Selasa 01 Feb 2022 06:08 WIB

PLN Konversi 250 MW Pembangkit Diesel ke Surya pada 2022

Tahap kedua, PLN akan mengkonversi PLTD sisanya sekitar 338 MW dengan pembangkit EBT.

Rep: Intan Pratiwi/ Red: Friska Yolandha
Komitmen PLN dalam mendongkrak porsi bauran energi baru terbarukan (EBT) dan juga sejalan dengan menekan angka impor bahan bakar minyak (BBM) melalui konversi pembangkit listrik tenaga diesel (PLTD) ke pembangkit EBT di Indonesia.
Foto: Istimewa
Komitmen PLN dalam mendongkrak porsi bauran energi baru terbarukan (EBT) dan juga sejalan dengan menekan angka impor bahan bakar minyak (BBM) melalui konversi pembangkit listrik tenaga diesel (PLTD) ke pembangkit EBT di Indonesia.

REPUBLIKA.CO.ID, JAKARTA -- Komitmen PLN dalam mendongkrak porsi bauran energi baru terbarukan (EBT) dan juga sejalan dengan menekan angka impor bahan bakar minyak (BBM) melalui konversi pembangkit listrik tenaga diesel (PLTD) ke pembangkit EBT di Indonesia. Direktur Utama PLN Darmawan Prasodjo menjelaskan, program konversi PLTD ke EBT ini dibagi menjadi dua tahap. Tahap pertama, PLN akan mengkonversi sampai dengan 250 Megawatt (MW) PLTD yang tersebar di beberapa titik di Indonesia.

Nantinya, PLTD ini akan diganti menggunakan PLTS baseload, yang artinya ada tambahan baterai agar pembangkit bisa nyala 24 jam. "Saat ini kami sedang melakukan lelang dalam satu dua bulan ini. Saat ini sudah ada 160 peserta yang eligible," ujar Darmawan, Senin (31/1/2022).

Baca Juga

Darmawan menyatakan, dalam lelang ini PLN membebaskan spesifikasi baterai yang akan dipakai oleh peserta. PLN mengedepankan para peserta bisa meningkatkan inovasi sehingga tercipta baterai yang efisien dan punya keandalan operasi.

"Jadi teknologi mana yang paling andal dan efisien yang paling bagus. Jadi itu yang menang. Ini membangun inovasi," ujar Darmawan.

Dengan konversi ke PLTS dan baterai, maka kapasitas terpasang di tahap pertama ini bisa mencapai sekitar 350 MW. Sehingga bisa mendongkrak bauran energi terbarukan dan penambahan kapasitas terpasang pembangkit secara nasional.

## TUGAS DIBERIKAN A
Tuliskan kembali bagian artikel tentang konversi PLTD di atas, antara "REPUBLIKA.CO.ID, JAKARTA -- Komitmen" dan "titik di Indonesia.", termasuk kedua ujungnya.
## TUGAS DIBERIKAN B
Teruskan artikel tentang konversi PLTD di atas, mulai setelah kalimat terakhir yang tercantum.

## BARIS DITAMPILKAN
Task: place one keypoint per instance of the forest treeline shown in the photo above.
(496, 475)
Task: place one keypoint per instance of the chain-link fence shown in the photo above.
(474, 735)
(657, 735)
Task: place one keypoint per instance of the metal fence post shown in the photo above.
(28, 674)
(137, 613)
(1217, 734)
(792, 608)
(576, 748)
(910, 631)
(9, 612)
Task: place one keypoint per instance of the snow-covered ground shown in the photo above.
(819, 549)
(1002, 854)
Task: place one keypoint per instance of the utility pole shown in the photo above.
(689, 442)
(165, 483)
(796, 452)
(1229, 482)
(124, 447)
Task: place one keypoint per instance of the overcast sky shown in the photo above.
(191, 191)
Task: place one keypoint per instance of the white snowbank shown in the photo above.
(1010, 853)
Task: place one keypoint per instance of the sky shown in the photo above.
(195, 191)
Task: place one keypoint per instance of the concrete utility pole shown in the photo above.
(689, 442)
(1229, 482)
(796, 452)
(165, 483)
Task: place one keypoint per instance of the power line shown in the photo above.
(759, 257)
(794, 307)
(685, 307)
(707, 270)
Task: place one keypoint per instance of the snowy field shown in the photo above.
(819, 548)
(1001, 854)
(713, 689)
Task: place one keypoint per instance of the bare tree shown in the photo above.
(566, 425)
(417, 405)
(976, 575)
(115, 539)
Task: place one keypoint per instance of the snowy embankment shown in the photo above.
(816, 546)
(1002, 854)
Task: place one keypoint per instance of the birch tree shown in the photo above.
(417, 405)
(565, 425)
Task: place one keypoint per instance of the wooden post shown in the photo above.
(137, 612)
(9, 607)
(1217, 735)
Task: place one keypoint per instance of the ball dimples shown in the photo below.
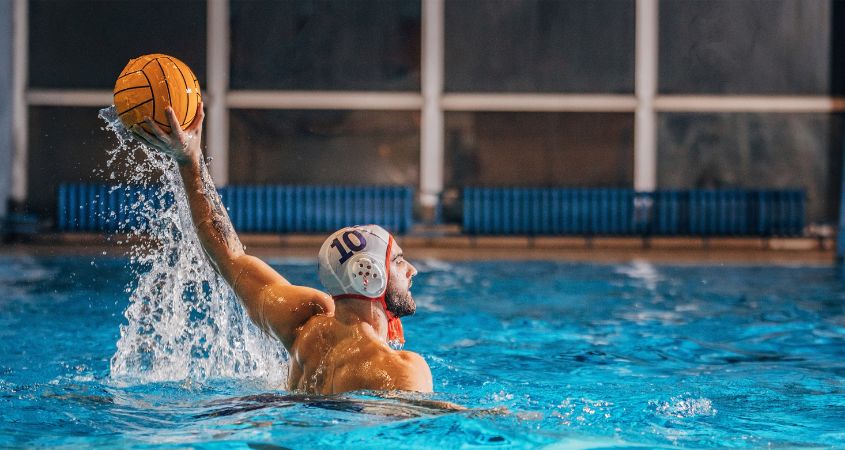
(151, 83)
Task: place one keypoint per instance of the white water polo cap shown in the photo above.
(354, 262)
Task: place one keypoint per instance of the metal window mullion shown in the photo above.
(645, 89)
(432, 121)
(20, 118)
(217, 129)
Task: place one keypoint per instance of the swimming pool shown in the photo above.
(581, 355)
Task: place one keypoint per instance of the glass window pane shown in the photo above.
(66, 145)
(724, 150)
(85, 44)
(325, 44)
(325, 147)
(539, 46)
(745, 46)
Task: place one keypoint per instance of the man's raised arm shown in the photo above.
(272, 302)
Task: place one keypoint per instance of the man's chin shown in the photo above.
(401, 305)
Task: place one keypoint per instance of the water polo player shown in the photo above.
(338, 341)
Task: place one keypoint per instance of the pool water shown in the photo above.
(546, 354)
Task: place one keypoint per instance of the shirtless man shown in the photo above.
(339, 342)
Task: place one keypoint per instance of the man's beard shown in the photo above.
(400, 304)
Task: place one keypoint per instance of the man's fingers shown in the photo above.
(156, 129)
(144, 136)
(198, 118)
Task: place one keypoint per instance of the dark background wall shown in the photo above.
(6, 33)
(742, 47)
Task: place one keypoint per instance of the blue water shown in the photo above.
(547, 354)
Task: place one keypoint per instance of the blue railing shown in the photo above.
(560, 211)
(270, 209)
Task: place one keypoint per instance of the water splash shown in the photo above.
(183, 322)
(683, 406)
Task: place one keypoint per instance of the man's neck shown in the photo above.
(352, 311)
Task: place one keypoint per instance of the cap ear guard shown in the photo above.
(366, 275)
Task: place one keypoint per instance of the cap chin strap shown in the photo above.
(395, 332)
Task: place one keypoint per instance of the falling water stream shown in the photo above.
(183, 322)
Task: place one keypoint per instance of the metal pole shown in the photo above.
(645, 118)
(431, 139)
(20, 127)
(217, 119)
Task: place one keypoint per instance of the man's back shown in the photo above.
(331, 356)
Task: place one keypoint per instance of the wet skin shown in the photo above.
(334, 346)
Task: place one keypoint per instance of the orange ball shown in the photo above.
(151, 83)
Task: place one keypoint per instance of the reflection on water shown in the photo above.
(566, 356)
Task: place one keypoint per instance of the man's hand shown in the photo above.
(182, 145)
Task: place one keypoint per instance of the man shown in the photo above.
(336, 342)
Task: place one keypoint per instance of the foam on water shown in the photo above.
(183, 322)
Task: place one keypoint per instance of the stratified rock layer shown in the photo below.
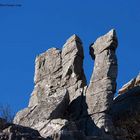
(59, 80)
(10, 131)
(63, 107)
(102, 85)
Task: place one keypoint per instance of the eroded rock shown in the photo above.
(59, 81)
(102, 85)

## JAWABAN TERTULIS A
REPUBLIKA.CO.ID, JAKARTA -- Komitmen PLN dalam mendongkrak porsi bauran energi baru terbarukan (EBT) dan juga sejalan dengan menekan angka impor bahan bakar minyak (BBM) melalui konversi pembangkit listrik tenaga diesel (PLTD) ke pembangkit EBT di Indonesia. Direktur Utama PLN Darmawan Prasodjo menjelaskan, program konversi PLTD ke EBT ini dibagi menjadi dua tahap. Tahap pertama, PLN akan mengkonversi sampai dengan 250 Megawatt (MW) PLTD yang tersebar di beberapa titik di Indonesia.

## JAWABAN TERTULIS B
Dalam tahap dua, PLN akan mengkonversi PLTD sisanya sekitar 338 MW dengan pembangkit EBT lainnya, sesuai dengan sumber daya alam yang menjadi unggulan di daerah tersebut dan keekonomian yang terbaik.

Untuk rencana konversi ke pembangkit berbahan bakar gas, PLN juga bekerja sama dengan PT Perusahaan Gas Negara (PGN) dalam upaya konversi ini. Beberapa PLTD yang tahun ini juga digarap bersama PGN mengganti PLTD menjadi pembangkit listrik tenaga gas uap (PLTGU). Program gasifikasi ini menyasar daerah terpencil.

"Kita juga bisa memakai opsi untuk menginterkoneksikan kepada sistem transmisi terdekat yang lebih besar sehingga masyarakat tetap bisa menikmati listrik yang andal," ujar Darmawan.

Darmawan juga menjelaskan proyek ini targetnya akan rampung pada 2026 mendatang. Harapannya, sekitar 2.130 titik PLTD yang ada saat ini bisa terkonversi ke pembangkit energi bersih ataupun koneksi ke grid.

Seiring dengan perkembangan teknologi, Darmawan meyakini biaya produksi pembangkit energi baru terbarukan (EBT) di Indonesia bakal semakin kompetitif dibandingkan dengan pembangkit fosil.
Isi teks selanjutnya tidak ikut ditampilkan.